::: TRECHO
Chamou minha atenção também a inclusão do filme Lavra-dor, de Paulo Rufino. A obra é de 1968 e aborda o sindicalismo rural no estado de São Paulo pós-1964. A escolha se deve ao experimentalismo do trabalho, um segmento que o Festival tem valorizado muito. Certamente trata-se de obra muito importantante, mas parece coisa de aficcionado. Imagino que pouca gente tenha se interessado. Mais curioso ainda é a exibição do clássico Linha de Montagem de Renato Tapajós, documentário do início da década de 80 sobre as greves do ABC de 1978 a 1981. O filme é maravilhoso. Assisti umas cinco vezes em cursos de formação política durante minha juventude. Mas não seria o caso de abrir espaço para uma produção mais recente, valorizando os talentosos cineastas da periferia?

Resolvi então dar uma de curador de uma mostra de mentirinha. Dei uma olhada em alguns documentários produzidos pela galera dos becos e favelas em 2007 e 2008. Selecionei três títulos que me parecem representativos da criatividade artística e da sensibilidade social dos autores. São eles: É tudo nosso! O hip hop fazendo história, de Toni C; Panorama – arte na periferia, um filme de Peu Pereira e David Vidal e Freestyle: um estilo de vida, vídeo documentário de Pedro Gomes.

Além do fato de serem obras sobre a periferia, feitas por jovens cineastas suburbanos, os três filmes foram financiados por programas governamentais de fomento. O primeiro foi patrocinado pelo Governo Federal por meio do Programa Cultura Viva que financia os Pontos de Cultura. A obra é uma produção do Ponto de Cultura Hip Hop a Lápis. O segundo teve o apoio da Prefeitura de São Paulo por meio do VAI – Valorização de Iniciativa Culturais. E o terceiro teve financiamento do PAC – Programa de Ação Cultural da Secretaria de Cultura do Estado de São Paulo que tem uma linha dirigida exclusivamente ao hip hop. São três pequenas revoluções financiadas por políticas públicas. Olha que círculo virtuoso. Ficaria completo se essas obras estivessem num grande festival como é o É tudo verdade que por sinal é patrocinado pela Petrobrás e Banco do Brasil, além de empresas privadas que o apóiam por meio de Lei de Incentivo, ou seja, renúncia fiscal. Traduzindo em bom português: dinheiro público.

Mas falemos dos filmes e fiquemos na torcida para que apareçam em outras telonas dignas de sua exibição. O vídeo de Toni C exige fôlego para assistir.” Atenção Nação Hip Hop para o toque dos quatro elementos”, anuncia o locutor na abertura de um dos capítulos. São três horas de duração! Mas o documentário está dividido em 5 partes que depois se desdobram, fracionando de uma forma bacana a extensa obra . Dá para assistir em três etapas pelo menos. Chega a ser inacreditável a quantidade de material que este rapaz recolheu e colocou no DVD. Tem uma parte que dá um panorama do hip hop no Brasil, estado por estado. Você clica no Amazonas, e estão lá os manos da floresta falando do rap com carimbó. Em Minas Gerais tem o pessoal da Rádio Favela e assim vai.
::::::
::: DADOS FORNECIDOS
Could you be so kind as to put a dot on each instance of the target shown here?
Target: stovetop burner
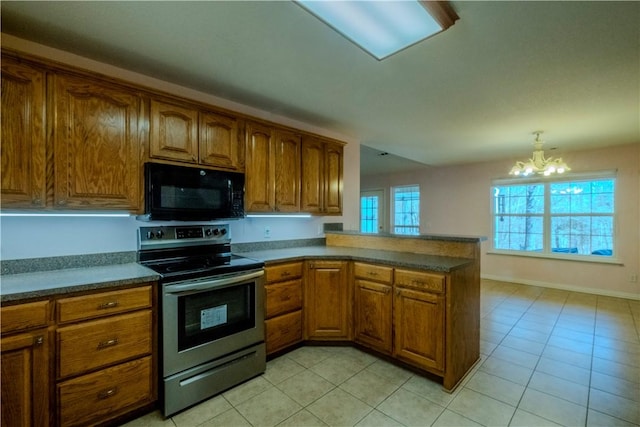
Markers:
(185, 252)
::::::
::: DADOS FORNECIDOS
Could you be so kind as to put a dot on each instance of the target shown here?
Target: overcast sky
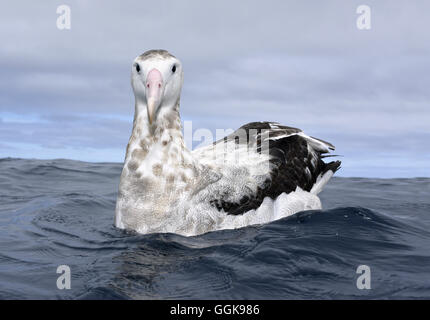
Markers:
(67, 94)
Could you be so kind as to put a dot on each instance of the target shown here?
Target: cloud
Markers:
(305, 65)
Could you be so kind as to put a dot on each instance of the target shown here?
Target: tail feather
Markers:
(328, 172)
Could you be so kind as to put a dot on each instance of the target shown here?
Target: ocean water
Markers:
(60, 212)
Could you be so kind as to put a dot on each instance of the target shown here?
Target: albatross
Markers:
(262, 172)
::::::
::: DADOS FORNECIDOS
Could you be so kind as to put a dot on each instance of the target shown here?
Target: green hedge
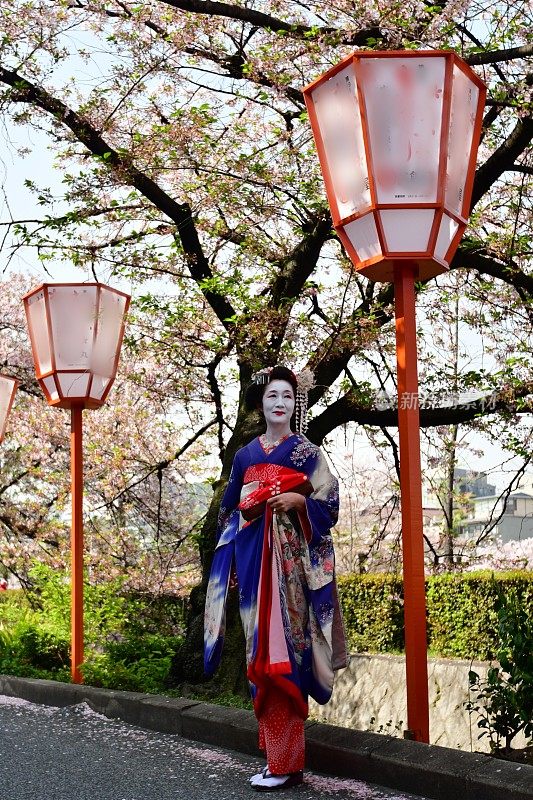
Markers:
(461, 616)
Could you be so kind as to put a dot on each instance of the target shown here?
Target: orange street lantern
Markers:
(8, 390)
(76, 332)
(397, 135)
::::::
-- REQUISITOS DO EXERCÍCIO --
1. Segundo o trecho, qual é a duração do vídeo de Toni C?
2. Devolva a parte do trecho que abre com as palavras contendo "Resolvi então dar" e fecha com "de Pedro Gomes.".

-- RESPOSTAS POR TAREFA --
1. Três horas.

2.
Resolvi então dar uma de curador de uma mostra de mentirinha. Dei uma olhada em alguns documentários produzidos pela galera dos becos e favelas em 2007 e 2008. Selecionei três títulos que me parecem representativos da criatividade artística e da sensibilidade social dos autores. São eles: É tudo nosso! O hip hop fazendo história, de Toni C; Panorama – arte na periferia, um filme de Peu Pereira e David Vidal e Freestyle: um estilo de vida, vídeo documentário de Pedro Gomes.